**Aim:** Would it be possible to quote, exactly and in full, the lines from the one with "The service SHOULD place a point on the black background, one" through the end of the entries below?

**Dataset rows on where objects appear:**
---

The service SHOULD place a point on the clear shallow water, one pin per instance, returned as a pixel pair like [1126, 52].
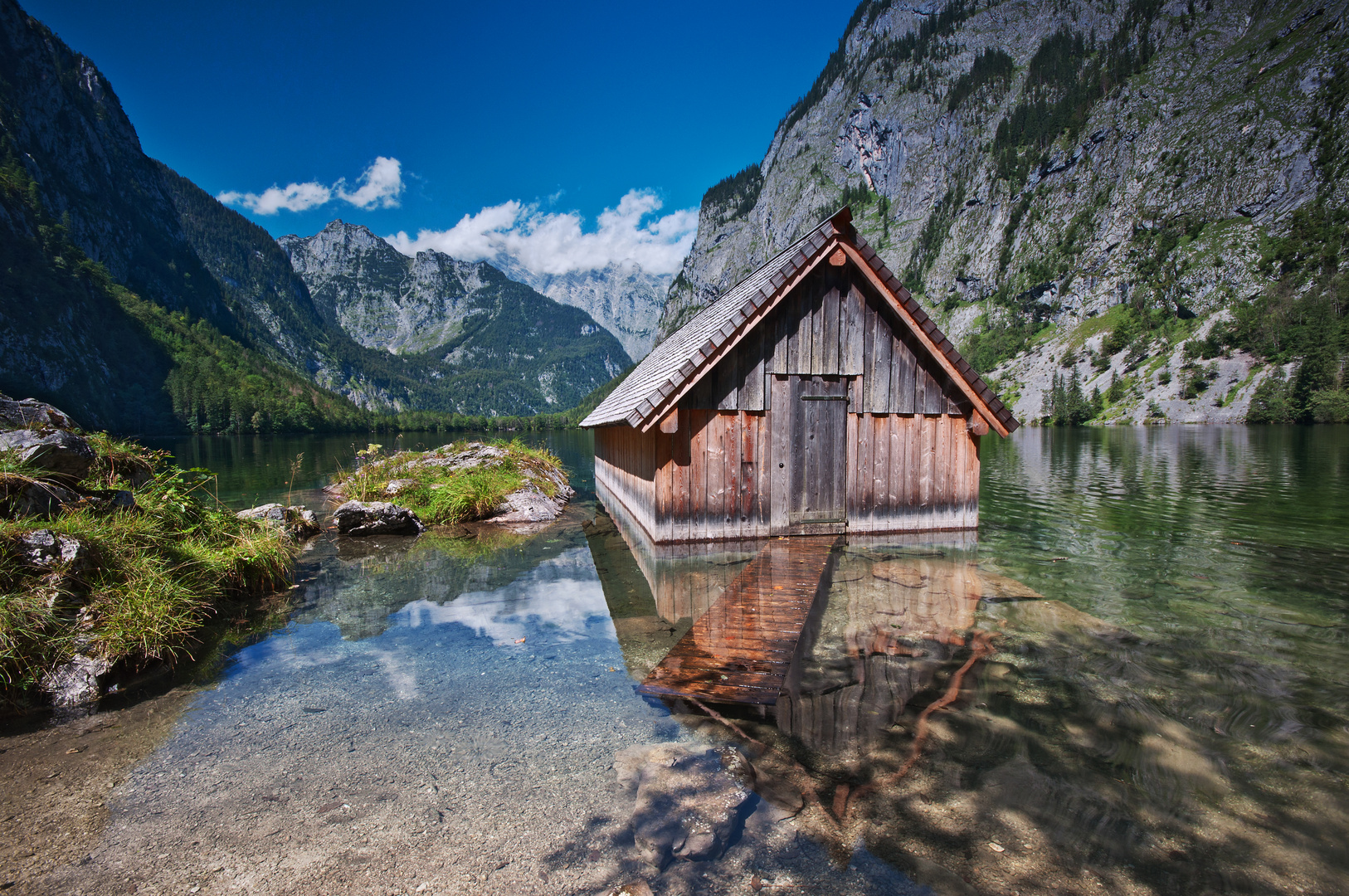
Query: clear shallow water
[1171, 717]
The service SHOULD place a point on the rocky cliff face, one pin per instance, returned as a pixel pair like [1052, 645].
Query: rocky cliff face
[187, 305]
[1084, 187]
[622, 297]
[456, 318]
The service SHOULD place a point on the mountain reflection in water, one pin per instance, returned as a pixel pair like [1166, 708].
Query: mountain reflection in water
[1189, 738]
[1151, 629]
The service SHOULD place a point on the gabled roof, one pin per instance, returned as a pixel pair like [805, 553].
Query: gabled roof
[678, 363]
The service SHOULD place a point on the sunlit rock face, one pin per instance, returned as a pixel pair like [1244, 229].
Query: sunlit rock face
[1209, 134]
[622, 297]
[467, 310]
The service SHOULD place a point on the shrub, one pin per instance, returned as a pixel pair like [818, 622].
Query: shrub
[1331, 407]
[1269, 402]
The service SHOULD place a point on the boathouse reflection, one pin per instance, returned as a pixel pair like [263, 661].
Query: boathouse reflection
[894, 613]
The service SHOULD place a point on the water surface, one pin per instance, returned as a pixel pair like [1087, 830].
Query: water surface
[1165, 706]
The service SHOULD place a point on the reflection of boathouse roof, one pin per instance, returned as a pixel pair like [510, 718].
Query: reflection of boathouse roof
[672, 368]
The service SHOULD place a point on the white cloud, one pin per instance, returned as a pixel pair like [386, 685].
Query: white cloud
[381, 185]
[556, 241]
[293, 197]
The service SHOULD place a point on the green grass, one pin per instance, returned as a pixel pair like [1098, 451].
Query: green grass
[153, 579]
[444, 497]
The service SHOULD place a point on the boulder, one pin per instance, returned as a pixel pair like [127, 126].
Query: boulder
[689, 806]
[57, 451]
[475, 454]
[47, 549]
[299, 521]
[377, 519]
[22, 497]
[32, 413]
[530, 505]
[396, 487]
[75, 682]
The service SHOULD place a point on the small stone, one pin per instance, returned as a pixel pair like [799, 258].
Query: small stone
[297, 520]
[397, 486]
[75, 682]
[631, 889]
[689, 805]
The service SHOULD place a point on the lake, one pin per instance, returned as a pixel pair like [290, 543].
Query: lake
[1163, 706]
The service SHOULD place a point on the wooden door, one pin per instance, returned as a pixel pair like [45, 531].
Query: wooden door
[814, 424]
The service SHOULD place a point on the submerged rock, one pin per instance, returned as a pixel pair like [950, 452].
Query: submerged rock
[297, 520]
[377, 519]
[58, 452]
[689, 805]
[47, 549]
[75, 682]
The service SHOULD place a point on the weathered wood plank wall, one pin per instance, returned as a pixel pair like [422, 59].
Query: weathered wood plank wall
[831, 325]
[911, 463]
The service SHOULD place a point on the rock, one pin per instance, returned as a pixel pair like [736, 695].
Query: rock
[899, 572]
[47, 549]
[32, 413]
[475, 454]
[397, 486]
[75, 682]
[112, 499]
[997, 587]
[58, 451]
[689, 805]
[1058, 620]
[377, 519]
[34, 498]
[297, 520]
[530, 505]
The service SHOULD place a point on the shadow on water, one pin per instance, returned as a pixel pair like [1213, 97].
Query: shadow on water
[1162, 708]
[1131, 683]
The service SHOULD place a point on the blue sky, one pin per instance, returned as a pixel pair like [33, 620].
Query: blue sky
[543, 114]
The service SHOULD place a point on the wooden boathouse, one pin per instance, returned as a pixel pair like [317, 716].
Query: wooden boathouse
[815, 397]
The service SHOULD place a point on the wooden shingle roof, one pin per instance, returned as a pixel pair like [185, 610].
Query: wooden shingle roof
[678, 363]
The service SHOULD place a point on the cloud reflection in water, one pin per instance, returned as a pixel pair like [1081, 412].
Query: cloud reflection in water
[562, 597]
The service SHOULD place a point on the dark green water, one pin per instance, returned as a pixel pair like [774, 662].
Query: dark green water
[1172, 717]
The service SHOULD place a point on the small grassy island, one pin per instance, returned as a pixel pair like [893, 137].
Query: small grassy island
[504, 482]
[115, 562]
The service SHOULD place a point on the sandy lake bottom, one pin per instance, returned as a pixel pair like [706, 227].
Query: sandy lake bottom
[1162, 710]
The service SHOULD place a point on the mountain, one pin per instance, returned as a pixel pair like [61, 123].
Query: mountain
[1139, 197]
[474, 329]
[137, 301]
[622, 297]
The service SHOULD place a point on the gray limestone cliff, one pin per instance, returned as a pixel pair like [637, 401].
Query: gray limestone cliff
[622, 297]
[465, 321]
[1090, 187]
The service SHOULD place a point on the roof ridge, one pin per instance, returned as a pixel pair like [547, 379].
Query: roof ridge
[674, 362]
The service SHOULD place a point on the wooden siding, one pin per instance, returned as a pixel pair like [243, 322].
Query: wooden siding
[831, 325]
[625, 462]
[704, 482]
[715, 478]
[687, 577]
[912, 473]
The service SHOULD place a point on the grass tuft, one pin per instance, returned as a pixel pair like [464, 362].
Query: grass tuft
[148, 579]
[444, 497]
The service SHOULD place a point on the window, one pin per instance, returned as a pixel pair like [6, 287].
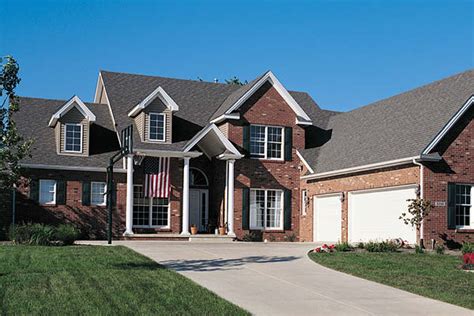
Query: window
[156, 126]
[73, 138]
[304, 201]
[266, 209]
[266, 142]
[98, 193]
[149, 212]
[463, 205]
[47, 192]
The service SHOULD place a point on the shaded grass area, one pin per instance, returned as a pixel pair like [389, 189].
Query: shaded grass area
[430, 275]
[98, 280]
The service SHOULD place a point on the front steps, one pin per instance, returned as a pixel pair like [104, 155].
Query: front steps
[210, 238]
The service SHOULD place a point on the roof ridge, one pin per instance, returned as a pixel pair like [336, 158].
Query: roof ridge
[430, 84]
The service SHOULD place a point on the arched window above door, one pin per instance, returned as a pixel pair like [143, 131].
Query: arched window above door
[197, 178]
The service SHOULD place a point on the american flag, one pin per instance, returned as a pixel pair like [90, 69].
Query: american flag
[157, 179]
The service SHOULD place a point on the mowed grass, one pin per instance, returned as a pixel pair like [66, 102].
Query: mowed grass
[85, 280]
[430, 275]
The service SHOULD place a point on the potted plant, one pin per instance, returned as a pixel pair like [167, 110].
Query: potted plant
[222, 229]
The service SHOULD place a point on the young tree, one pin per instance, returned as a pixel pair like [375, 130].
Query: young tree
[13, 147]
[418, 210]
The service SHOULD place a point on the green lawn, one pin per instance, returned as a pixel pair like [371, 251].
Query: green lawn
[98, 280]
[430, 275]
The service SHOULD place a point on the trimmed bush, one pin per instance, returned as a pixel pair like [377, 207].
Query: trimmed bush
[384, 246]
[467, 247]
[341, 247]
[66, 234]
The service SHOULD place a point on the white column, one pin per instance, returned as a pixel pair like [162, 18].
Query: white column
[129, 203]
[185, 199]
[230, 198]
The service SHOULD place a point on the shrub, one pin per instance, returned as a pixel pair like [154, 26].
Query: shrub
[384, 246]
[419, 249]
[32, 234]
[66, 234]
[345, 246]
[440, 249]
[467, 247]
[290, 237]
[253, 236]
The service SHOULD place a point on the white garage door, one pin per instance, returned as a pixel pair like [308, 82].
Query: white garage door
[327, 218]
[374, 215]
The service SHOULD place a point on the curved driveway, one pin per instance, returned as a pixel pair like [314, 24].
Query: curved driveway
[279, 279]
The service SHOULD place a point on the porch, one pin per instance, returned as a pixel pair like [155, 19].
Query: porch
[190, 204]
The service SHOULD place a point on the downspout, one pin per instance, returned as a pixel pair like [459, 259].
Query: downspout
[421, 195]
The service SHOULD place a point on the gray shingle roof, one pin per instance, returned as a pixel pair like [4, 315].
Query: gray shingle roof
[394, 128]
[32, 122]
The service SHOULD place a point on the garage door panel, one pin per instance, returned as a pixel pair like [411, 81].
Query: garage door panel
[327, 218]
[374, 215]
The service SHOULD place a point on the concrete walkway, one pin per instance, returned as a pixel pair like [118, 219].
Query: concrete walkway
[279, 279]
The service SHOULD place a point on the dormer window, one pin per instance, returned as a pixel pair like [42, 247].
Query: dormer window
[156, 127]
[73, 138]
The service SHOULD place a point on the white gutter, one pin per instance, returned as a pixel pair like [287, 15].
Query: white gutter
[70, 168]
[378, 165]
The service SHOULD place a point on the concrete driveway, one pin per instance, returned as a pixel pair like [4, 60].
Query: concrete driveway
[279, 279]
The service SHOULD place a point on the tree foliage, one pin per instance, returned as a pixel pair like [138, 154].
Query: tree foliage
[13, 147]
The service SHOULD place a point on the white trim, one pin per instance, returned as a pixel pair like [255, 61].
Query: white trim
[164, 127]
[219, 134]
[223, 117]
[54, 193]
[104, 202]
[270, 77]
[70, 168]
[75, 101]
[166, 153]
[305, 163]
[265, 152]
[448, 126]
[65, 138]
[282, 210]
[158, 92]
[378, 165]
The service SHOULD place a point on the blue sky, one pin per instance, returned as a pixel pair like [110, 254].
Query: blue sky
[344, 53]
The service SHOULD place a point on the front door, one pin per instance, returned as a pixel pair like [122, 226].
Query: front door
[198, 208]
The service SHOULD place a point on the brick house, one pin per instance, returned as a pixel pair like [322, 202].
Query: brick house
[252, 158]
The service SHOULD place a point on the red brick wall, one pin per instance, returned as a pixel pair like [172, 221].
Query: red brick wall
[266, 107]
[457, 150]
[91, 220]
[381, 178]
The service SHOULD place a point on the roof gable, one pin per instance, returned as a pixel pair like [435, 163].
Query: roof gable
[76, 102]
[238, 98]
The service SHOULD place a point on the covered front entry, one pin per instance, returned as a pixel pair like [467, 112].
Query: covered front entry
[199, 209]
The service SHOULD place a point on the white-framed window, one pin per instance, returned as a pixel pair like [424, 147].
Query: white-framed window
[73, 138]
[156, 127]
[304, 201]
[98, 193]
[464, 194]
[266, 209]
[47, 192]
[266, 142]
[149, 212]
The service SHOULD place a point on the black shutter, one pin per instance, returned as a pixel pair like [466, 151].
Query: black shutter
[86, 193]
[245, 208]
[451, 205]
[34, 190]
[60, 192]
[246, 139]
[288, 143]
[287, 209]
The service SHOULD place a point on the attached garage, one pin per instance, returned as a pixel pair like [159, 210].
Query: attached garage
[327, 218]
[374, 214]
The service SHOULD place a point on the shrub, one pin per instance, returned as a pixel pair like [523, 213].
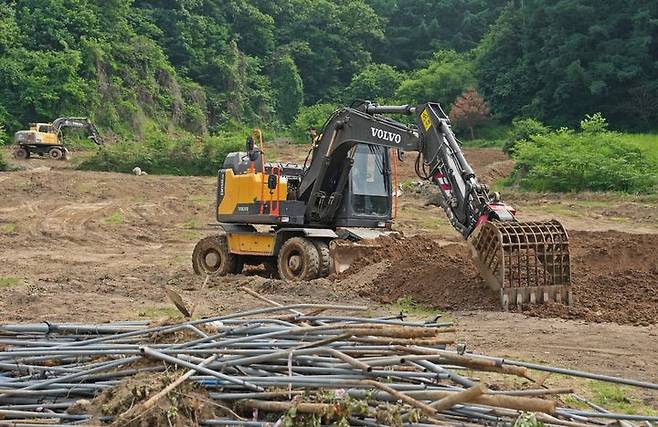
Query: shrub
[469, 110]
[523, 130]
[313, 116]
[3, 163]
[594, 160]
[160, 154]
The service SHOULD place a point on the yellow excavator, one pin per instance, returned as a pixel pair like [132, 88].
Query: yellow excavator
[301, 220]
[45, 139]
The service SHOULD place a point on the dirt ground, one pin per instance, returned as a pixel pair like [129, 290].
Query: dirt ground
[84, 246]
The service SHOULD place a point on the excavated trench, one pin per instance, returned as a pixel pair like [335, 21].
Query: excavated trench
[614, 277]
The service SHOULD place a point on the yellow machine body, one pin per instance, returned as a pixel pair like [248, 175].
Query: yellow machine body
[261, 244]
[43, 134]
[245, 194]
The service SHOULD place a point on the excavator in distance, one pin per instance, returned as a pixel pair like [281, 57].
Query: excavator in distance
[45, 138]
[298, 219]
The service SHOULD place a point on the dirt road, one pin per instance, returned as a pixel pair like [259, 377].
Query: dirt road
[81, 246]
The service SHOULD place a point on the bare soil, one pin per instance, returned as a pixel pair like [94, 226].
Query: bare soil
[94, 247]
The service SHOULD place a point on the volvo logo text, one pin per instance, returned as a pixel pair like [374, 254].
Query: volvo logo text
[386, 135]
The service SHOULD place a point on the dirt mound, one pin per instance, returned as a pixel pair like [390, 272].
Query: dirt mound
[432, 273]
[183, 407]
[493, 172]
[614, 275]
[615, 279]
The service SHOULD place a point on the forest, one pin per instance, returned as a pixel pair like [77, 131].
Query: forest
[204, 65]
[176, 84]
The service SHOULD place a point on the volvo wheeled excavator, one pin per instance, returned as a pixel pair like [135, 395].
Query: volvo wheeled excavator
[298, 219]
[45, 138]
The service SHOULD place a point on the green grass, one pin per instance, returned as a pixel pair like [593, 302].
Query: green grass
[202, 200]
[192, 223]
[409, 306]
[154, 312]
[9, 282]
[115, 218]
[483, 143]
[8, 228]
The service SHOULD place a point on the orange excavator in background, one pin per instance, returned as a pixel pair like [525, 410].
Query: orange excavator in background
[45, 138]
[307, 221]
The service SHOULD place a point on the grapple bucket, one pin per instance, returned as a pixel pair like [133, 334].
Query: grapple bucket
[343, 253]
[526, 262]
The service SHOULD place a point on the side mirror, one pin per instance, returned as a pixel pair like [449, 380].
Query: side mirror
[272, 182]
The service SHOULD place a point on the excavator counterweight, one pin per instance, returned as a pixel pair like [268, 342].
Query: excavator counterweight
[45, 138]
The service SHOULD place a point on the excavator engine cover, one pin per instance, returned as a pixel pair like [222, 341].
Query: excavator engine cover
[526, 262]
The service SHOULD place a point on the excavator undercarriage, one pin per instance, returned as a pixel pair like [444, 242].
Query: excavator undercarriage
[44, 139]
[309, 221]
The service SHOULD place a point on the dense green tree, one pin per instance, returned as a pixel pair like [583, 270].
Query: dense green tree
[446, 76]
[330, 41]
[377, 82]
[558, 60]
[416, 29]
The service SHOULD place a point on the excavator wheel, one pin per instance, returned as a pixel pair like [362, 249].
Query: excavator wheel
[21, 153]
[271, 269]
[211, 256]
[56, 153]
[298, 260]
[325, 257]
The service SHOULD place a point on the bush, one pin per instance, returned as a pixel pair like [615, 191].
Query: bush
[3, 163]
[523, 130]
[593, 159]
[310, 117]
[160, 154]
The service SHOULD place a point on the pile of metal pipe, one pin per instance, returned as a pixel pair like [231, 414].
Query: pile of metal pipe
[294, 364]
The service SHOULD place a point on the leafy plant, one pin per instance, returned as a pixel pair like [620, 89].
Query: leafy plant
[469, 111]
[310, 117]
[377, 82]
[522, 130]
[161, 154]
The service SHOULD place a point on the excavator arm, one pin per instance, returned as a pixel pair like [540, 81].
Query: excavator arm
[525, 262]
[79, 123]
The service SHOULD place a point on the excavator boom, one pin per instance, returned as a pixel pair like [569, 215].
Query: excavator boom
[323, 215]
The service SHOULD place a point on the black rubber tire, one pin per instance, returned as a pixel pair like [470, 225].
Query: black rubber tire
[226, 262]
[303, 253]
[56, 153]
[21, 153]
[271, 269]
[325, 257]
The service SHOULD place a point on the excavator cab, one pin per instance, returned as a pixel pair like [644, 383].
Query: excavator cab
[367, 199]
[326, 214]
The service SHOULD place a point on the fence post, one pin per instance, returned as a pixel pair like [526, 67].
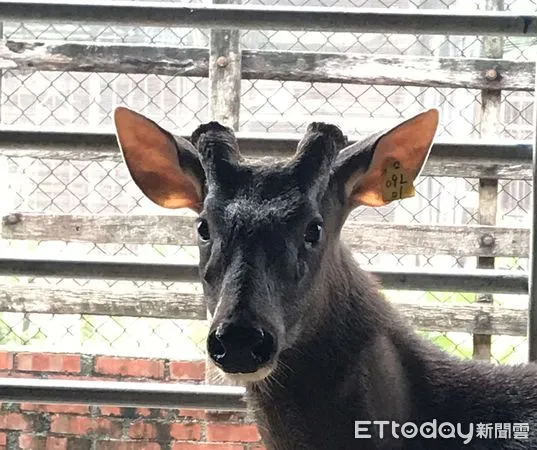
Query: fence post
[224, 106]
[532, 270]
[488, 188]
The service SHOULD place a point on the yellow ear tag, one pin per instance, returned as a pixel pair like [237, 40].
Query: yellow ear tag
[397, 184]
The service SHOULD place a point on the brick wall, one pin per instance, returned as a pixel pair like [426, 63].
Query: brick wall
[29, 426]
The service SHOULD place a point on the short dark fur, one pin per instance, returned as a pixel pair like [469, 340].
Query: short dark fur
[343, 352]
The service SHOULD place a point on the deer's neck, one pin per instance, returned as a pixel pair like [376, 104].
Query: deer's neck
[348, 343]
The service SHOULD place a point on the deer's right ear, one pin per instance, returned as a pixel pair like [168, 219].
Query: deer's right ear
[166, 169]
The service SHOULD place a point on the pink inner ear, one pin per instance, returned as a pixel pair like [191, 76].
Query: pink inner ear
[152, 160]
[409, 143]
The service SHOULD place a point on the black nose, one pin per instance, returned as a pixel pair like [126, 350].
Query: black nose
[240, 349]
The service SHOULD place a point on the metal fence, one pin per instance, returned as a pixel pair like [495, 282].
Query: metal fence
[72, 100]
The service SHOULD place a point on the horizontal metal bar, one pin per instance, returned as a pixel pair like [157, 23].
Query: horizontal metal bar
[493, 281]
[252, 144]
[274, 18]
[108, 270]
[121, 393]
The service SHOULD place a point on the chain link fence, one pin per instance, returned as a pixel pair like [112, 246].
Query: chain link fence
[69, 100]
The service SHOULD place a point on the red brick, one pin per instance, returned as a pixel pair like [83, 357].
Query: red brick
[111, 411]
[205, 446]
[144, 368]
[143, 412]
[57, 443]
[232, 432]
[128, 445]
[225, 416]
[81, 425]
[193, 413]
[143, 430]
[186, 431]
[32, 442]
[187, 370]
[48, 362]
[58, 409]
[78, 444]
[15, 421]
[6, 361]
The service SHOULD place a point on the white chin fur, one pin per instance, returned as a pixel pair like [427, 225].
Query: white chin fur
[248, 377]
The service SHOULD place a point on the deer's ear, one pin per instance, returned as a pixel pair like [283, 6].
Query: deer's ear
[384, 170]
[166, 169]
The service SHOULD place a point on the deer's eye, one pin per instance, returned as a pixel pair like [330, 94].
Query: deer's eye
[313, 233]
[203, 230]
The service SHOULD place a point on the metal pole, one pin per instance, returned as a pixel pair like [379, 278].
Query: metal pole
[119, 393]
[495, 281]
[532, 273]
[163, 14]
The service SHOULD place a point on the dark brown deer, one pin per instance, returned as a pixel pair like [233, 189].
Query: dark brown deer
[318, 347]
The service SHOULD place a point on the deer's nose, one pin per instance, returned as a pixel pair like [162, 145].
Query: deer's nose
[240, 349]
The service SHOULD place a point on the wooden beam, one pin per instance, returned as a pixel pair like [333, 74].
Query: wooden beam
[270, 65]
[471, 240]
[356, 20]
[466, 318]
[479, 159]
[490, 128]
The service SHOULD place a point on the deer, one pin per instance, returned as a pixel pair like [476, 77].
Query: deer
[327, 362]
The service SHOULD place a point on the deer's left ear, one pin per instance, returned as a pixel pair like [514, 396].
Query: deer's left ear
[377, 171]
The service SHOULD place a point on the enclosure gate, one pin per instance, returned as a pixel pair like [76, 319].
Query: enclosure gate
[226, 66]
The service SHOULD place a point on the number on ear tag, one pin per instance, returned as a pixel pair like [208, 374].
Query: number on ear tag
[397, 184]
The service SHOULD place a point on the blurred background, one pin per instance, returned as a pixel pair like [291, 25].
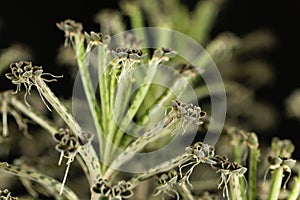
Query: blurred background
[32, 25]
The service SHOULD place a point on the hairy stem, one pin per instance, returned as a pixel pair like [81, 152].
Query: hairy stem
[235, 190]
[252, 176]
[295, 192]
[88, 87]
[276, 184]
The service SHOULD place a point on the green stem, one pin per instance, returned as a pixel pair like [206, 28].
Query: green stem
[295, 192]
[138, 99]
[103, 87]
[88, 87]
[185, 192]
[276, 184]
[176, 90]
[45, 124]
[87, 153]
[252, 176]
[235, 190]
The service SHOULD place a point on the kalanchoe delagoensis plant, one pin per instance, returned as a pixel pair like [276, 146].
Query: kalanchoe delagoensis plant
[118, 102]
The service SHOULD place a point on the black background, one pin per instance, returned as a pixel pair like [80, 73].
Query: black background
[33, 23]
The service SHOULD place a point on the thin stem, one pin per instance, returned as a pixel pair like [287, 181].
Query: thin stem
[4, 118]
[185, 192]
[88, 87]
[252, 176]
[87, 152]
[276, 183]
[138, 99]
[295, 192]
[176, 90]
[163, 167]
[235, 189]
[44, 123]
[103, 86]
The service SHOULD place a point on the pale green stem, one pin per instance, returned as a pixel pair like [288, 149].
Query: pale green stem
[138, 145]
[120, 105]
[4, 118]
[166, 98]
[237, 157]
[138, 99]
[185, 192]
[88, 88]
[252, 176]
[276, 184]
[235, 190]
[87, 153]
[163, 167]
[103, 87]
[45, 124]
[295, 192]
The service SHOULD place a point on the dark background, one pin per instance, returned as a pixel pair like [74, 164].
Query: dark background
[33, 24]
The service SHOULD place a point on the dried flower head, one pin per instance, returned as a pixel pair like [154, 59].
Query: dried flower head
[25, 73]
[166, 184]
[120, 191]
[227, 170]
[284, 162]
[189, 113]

---

**Correct answer:**
The service SHOULD place a point on the black background, one pin per instance, returned as a pixel pair like [80, 73].
Query: black background
[33, 23]
The service SHOULD place a point on the thin stem, one pin per instance, returned as a pixel pair like [287, 181].
Query: thin stem
[4, 118]
[185, 192]
[88, 87]
[252, 176]
[87, 152]
[276, 183]
[138, 99]
[295, 192]
[176, 90]
[163, 167]
[235, 189]
[44, 123]
[103, 86]
The service SHOULD place a point on the pale green stem, one pin per instance, returned as a pixel pair like [288, 149].
Query: pale green stem
[138, 145]
[120, 105]
[4, 118]
[166, 98]
[237, 157]
[138, 99]
[185, 192]
[88, 88]
[252, 176]
[276, 184]
[235, 190]
[87, 153]
[163, 167]
[103, 87]
[45, 124]
[295, 192]
The service SHOULD place a point on the dark background, one pin per instance, returned as a pixel pair like [74, 164].
Query: dark background
[33, 24]
The service SHOULD place a point on the dried flower head, one pin per instance, returned as a pixel pair like [154, 59].
Query: dried flower head
[25, 73]
[166, 184]
[120, 191]
[227, 170]
[284, 162]
[189, 113]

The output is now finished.